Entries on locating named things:
◇ ◇ ◇ ◇
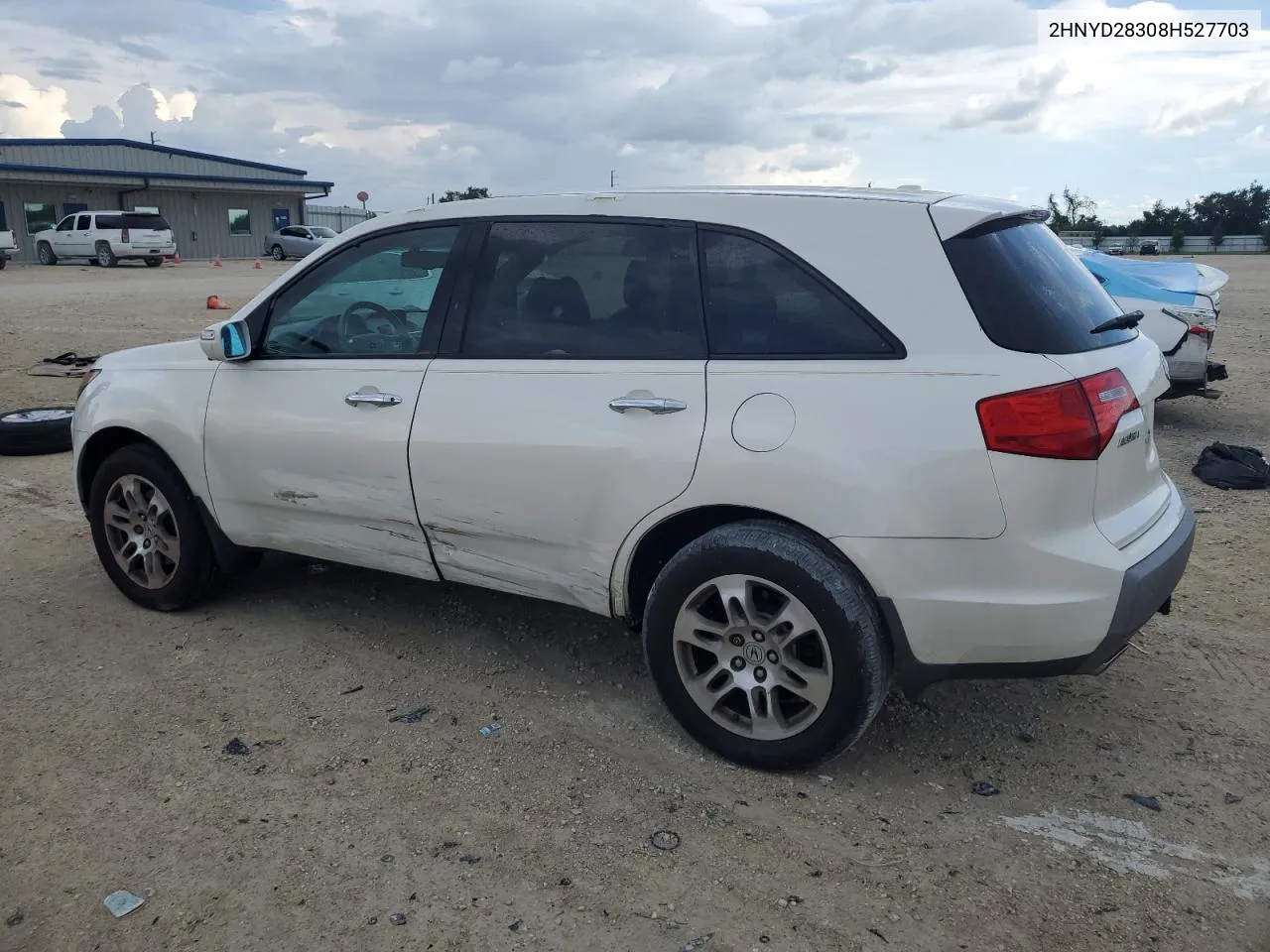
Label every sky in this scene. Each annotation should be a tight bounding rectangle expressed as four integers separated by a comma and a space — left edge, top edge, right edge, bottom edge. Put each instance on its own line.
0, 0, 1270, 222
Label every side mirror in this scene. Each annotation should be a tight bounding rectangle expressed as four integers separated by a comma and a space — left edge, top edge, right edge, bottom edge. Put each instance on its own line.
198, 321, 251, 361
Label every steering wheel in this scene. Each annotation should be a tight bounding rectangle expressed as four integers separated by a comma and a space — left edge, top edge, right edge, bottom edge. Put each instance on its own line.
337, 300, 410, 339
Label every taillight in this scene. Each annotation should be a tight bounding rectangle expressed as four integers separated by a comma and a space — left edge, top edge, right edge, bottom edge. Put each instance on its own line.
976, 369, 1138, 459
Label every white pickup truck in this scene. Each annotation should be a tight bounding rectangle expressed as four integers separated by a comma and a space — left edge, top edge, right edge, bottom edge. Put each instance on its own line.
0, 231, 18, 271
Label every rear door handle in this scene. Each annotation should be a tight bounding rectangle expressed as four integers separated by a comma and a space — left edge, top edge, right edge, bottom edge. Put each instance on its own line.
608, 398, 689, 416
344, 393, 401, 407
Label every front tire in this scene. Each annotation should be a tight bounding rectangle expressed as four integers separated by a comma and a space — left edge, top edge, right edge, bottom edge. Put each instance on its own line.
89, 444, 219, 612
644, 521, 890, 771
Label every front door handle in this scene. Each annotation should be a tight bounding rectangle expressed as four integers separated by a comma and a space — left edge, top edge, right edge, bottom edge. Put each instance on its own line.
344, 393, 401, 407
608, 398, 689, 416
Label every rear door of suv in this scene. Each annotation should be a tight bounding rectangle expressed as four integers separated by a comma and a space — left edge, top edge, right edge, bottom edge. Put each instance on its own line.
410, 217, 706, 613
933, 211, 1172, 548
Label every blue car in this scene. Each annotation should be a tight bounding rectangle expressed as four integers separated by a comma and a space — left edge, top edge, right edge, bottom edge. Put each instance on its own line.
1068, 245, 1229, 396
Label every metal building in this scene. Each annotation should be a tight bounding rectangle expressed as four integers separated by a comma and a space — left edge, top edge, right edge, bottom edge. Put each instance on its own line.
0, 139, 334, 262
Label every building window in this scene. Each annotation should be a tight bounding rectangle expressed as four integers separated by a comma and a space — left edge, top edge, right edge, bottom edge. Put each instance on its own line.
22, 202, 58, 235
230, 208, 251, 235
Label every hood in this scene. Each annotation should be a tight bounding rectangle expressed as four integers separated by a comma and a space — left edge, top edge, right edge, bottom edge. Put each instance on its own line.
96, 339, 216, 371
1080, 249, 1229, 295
◇ ◇ ◇ ◇
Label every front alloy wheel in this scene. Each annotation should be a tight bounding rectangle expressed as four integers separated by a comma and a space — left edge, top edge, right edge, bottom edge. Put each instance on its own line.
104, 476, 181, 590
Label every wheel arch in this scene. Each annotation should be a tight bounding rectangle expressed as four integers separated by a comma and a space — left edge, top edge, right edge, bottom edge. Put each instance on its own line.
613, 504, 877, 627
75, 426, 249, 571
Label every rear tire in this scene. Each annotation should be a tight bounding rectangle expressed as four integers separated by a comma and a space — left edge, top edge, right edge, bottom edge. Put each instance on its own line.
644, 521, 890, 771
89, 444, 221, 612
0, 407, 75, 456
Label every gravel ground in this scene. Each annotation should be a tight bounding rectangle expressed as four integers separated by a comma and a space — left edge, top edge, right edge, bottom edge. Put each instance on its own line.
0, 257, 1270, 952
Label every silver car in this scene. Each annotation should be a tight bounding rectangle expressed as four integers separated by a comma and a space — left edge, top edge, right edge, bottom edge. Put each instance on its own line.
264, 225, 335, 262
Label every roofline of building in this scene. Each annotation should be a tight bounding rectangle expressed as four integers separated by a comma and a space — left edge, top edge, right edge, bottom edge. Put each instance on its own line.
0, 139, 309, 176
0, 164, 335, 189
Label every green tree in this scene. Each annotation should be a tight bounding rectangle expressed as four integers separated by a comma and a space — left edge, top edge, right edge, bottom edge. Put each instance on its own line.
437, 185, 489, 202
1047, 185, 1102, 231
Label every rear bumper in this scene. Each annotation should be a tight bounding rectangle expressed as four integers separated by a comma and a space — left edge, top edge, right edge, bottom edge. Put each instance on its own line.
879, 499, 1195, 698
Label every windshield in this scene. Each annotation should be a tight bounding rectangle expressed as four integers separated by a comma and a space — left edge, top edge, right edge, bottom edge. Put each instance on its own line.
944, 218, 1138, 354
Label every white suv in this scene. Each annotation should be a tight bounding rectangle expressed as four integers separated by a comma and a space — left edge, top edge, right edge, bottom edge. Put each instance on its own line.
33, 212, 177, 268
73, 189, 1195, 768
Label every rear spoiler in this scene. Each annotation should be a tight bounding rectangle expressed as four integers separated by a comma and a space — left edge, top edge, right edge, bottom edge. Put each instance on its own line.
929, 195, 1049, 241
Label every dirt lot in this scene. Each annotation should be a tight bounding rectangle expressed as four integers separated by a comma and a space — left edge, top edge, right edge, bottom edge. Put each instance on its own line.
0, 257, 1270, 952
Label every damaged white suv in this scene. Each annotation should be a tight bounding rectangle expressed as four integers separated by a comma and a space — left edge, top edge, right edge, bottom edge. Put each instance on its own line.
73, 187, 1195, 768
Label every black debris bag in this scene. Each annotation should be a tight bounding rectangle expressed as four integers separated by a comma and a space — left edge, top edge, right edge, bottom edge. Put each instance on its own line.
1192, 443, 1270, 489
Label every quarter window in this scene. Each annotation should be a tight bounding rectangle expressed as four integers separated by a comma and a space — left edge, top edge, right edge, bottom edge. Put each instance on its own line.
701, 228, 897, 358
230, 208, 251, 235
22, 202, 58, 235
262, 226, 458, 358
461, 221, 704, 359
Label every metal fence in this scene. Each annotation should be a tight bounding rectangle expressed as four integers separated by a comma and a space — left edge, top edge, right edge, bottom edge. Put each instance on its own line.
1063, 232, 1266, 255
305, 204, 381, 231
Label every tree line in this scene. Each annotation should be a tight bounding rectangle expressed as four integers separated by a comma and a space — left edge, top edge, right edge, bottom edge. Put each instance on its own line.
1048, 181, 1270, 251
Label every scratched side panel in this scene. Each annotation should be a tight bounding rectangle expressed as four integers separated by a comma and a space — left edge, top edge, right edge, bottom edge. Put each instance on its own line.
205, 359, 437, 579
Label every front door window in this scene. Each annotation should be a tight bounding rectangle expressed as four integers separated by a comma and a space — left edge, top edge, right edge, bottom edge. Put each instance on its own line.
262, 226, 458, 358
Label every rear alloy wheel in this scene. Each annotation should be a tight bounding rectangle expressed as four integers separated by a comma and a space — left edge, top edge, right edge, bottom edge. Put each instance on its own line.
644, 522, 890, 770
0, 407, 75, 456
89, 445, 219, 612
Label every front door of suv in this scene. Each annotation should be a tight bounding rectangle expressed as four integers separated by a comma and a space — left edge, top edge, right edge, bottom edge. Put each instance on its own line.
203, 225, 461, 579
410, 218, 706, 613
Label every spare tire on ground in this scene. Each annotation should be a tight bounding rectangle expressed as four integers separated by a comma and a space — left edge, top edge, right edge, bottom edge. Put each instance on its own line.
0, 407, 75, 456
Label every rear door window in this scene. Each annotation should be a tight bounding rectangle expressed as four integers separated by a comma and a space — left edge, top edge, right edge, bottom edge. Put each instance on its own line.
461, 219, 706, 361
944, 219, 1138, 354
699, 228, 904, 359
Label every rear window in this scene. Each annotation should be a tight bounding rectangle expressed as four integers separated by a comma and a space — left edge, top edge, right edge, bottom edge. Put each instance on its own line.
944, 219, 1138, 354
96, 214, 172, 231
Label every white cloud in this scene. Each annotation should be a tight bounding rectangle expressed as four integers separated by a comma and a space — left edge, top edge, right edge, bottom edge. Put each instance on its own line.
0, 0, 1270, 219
◇ ◇ ◇ ◇
THE EXERCISE: Copy the lines of the material above word for word, from the line with "Label every sky" to the line with "337, 300, 410, 339", including both of those lines.

CORRECT OUTPUT:
Label every sky in this scene. Each annotation should be a tight bounding rectangle expressed as four integers separated by a comma and a space — left edge, top edge, right edge, bottom edge. Put each instance on its own line.
0, 0, 1270, 222
Label every side mirror in this scene. Each annotation should be a tight bounding rectangle expressed as four integers separated by a comma and a space — left edge, top edge, right edge, bottom edge. Put each instance on its own line.
198, 321, 251, 361
Label every steering wheel in this scene. Each annotation should be a tight bounding rectangle expressed as four integers separated by a comma and a space — left edge, top edge, right edge, bottom edge. Put each instance on its own line.
337, 300, 410, 339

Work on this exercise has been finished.